■ WORK TO COMPLETE: List, in full, every line of the material below that contains the string "wall". Matching is case-sensitive.

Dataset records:
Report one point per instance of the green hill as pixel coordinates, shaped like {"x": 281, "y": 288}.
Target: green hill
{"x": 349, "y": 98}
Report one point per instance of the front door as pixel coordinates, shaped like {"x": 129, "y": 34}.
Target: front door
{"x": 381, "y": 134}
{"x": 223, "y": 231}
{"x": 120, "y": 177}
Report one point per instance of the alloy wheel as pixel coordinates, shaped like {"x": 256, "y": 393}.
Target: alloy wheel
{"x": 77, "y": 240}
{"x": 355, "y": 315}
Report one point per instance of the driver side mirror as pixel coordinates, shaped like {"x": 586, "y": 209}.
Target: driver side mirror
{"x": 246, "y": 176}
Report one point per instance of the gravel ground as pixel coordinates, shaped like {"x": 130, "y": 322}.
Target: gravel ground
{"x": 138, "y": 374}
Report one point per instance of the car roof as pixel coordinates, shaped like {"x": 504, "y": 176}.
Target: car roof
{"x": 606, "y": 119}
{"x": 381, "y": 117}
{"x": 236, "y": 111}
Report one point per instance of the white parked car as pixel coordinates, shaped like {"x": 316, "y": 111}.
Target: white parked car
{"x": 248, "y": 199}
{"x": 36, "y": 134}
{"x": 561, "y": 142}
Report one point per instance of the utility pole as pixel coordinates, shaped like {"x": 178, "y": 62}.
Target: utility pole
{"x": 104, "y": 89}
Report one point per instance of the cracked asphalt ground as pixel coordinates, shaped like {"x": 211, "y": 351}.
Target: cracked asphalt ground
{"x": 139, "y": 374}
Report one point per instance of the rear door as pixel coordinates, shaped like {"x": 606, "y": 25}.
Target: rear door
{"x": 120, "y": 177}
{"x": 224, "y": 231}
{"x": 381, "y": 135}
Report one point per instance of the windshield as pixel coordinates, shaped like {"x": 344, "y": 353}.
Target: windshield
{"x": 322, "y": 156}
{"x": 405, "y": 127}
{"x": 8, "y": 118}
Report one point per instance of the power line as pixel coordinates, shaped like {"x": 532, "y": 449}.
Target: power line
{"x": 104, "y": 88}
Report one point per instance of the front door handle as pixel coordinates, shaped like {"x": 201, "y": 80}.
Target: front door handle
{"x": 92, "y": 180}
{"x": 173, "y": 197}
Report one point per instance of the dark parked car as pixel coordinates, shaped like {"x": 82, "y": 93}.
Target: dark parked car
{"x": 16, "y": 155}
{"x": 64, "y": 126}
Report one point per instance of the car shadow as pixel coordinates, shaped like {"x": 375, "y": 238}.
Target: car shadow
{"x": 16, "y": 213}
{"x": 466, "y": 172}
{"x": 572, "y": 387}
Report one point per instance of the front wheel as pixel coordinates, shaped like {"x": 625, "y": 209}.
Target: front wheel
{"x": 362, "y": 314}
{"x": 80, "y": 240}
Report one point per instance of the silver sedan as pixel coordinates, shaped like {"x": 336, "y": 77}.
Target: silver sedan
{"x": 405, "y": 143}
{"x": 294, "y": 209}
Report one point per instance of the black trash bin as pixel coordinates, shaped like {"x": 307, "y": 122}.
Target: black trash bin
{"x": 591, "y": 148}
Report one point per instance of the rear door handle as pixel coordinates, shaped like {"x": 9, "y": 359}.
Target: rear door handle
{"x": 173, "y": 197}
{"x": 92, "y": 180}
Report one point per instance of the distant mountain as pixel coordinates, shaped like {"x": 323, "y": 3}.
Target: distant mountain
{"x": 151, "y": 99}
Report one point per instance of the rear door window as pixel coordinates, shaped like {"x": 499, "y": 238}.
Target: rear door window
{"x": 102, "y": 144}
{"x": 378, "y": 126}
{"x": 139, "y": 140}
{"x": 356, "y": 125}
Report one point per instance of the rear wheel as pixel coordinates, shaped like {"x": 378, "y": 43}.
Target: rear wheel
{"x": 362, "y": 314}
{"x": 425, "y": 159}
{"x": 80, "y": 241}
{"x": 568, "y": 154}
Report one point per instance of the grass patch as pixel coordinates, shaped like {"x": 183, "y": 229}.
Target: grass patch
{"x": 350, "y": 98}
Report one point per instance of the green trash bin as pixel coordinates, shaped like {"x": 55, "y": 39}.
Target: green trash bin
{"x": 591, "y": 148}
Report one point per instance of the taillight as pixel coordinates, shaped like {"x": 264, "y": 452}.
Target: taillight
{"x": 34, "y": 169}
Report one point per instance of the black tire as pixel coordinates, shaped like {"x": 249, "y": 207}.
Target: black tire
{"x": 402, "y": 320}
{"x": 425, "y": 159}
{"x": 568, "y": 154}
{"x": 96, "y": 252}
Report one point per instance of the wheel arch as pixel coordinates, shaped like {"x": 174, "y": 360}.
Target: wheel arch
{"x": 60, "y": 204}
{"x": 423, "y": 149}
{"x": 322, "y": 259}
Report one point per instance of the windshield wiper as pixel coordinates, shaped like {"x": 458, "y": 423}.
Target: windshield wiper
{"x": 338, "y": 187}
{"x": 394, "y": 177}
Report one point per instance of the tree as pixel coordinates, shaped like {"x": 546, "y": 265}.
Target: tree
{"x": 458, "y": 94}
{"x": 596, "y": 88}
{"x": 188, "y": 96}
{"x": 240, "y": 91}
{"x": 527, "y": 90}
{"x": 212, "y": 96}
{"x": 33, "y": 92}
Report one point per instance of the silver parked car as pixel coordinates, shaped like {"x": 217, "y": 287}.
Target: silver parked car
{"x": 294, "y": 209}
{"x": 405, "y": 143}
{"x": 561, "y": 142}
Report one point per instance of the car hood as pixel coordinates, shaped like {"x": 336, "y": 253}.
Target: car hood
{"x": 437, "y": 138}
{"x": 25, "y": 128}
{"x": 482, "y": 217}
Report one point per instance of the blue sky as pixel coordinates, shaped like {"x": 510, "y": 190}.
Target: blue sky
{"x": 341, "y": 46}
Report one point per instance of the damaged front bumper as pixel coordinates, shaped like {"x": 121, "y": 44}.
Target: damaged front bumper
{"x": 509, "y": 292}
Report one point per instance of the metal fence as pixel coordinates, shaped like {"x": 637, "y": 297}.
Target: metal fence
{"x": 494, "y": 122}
--
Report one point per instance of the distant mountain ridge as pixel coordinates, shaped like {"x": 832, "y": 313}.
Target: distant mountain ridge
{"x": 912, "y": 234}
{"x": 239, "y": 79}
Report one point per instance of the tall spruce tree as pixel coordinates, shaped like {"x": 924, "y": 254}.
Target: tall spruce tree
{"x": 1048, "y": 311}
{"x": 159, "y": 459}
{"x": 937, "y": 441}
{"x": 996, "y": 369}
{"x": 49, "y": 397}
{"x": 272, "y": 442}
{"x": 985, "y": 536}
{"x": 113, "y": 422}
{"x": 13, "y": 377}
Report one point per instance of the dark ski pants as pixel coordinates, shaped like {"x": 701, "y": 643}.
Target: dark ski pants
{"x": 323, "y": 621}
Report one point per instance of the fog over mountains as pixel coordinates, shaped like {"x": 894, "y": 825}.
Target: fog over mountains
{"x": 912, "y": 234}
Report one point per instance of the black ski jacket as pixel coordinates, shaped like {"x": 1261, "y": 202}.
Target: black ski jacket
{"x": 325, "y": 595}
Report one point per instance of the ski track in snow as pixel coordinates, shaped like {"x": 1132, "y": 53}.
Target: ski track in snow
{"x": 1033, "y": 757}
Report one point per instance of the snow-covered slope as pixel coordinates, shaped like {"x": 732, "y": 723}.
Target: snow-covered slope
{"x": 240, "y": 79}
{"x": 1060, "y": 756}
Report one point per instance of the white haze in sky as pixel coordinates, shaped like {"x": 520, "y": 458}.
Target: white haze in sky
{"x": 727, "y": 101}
---
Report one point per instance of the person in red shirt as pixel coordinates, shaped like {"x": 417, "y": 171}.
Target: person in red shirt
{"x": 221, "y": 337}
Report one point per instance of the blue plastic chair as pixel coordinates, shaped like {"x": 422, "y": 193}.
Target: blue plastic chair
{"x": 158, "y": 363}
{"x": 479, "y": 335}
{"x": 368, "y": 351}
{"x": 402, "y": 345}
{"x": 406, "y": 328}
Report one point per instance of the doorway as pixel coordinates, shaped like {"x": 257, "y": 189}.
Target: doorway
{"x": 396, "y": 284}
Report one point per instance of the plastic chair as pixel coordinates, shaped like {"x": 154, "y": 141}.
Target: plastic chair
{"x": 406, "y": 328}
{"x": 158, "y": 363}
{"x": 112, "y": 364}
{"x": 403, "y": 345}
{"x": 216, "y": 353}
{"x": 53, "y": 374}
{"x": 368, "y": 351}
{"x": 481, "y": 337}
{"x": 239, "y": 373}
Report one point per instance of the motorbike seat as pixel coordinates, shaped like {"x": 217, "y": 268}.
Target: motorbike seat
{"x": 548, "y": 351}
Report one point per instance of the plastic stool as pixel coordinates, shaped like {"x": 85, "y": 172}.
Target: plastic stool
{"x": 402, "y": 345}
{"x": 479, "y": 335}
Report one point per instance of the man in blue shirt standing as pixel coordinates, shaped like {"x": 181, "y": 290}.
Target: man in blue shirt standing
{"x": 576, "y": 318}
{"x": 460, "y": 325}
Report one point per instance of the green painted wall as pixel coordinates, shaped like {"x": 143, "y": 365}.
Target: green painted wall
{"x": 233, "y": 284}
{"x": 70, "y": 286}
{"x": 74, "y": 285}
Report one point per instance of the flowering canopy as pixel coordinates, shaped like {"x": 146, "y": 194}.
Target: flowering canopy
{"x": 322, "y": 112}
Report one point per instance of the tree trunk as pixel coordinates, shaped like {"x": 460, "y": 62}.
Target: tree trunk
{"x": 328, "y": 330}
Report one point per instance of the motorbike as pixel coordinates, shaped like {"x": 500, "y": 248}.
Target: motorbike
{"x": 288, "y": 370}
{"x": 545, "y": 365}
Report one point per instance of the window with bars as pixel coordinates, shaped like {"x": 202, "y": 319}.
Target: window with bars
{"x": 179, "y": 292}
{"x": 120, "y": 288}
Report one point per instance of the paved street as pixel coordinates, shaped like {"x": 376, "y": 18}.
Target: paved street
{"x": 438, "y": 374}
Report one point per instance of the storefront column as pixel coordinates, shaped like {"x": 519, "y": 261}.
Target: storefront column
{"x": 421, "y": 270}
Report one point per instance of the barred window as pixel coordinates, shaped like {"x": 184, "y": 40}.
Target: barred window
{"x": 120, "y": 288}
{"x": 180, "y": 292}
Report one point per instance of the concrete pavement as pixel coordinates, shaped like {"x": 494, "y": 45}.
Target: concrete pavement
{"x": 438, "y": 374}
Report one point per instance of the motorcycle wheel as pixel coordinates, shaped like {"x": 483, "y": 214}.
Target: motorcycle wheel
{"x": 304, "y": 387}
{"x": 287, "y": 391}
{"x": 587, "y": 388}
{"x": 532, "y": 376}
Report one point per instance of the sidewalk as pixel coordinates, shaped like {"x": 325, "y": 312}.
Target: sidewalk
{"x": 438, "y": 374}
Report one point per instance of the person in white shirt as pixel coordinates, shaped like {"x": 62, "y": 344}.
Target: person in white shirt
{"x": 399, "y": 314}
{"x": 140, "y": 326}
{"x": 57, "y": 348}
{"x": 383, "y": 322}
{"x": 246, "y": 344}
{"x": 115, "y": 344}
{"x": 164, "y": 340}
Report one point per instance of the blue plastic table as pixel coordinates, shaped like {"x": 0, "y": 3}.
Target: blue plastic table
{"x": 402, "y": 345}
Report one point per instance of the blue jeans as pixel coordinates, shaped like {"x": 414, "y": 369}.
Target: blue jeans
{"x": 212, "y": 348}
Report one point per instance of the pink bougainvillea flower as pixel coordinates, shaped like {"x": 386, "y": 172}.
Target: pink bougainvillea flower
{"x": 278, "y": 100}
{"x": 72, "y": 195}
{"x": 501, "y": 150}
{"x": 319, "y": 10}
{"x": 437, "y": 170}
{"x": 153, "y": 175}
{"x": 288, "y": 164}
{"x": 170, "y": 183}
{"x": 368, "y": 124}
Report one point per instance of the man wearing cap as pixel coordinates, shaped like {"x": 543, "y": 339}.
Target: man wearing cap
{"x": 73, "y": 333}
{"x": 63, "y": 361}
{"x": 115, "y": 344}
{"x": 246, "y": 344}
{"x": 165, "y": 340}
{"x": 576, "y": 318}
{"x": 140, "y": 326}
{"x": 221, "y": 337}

■ ANSWER:
Report one point per instance of the green painted wall as pixel coordinates, shaped like {"x": 143, "y": 365}.
Target: green painted wall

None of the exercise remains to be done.